Stadt möchte Wand entlang der Lindenstraße mit Hopfen bepflanzen Klimaschutz an der „Klagemauer“

Handabdrücke und die Ratte Ludwig schmücken die Mauer, die Verzierungen verblassen allerdings mit der Zeit. Bild: scho

Dietzenbach – Die Stützmauer entlang der stark befahrenen Lindenstraße gilt als Blickfang für Bürger und diejenigen, die auf Tour durch die Kreisstadt sind. Das im Volksmund „Klagemauer“ genannte Bauwerk steht mit seiner bunten Gestaltung beispielhaft für Bürgerbeteiligung, hat aber auch eine wechselvolle Geschichte der Reinigungsversuche hinter sich. Jetzt könnte es zum Klimaschutz beitragen. Zumindest für einen Teil der Mauer ist eine Begrünung angedacht.

Aufgaben:
1: Wie heißt die Stützmauer an der Lindenstraße laut dem Artikel über die Mauer im Volksmund?
2: Übertrage die Zeilen der Datensätze vom Anfang bis einschließlich der Zeile mit "100), (101, 96)]]" in eine Markdown-Tabelle mit den Spalten „Nr“ und „Zeile“. Lass dabei Leerzeilen weg.

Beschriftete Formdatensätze

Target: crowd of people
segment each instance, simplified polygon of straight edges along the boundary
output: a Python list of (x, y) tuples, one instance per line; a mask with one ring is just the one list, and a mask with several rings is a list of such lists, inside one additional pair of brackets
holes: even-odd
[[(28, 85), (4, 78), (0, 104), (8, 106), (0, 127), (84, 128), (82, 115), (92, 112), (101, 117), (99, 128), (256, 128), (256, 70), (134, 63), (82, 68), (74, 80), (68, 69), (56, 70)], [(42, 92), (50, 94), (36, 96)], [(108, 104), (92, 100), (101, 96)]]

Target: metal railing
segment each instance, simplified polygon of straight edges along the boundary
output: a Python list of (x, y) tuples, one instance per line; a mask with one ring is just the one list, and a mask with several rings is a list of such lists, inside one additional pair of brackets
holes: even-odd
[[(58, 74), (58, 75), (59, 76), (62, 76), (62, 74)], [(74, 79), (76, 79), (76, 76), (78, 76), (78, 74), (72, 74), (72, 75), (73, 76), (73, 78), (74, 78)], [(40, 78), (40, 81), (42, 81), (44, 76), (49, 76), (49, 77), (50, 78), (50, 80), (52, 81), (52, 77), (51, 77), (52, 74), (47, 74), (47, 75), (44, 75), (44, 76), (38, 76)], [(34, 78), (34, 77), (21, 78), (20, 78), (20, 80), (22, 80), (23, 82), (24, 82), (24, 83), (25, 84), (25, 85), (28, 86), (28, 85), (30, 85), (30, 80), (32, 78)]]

Lösungen:
1: Sie heißt im Volksmund „Klagemauer“.

2:
| Nr | Zeile |
|---|---|
| 1 | Target: crowd of people |
| 2 | segment each instance, simplified polygon of straight edges along the boundary |
| 3 | output: a Python list of (x, y) tuples, one instance per line; a mask with one ring is just the one list, and a mask with several rings is a list of such lists, inside one additional pair of brackets |
| 4 | holes: even-odd |
| 5 | [[(28, 85), (4, 78), (0, 104), (8, 106), (0, 127), (84, 128), (82, 115), (92, 112), (101, 117), (99, 128), (256, 128), (256, 70), (134, 63), (82, 68), (74, 80), (68, 69), (56, 70)], [(42, 92), (50, 94), (36, 96)], [(108, 104), (92, 100), (101, 96)]] |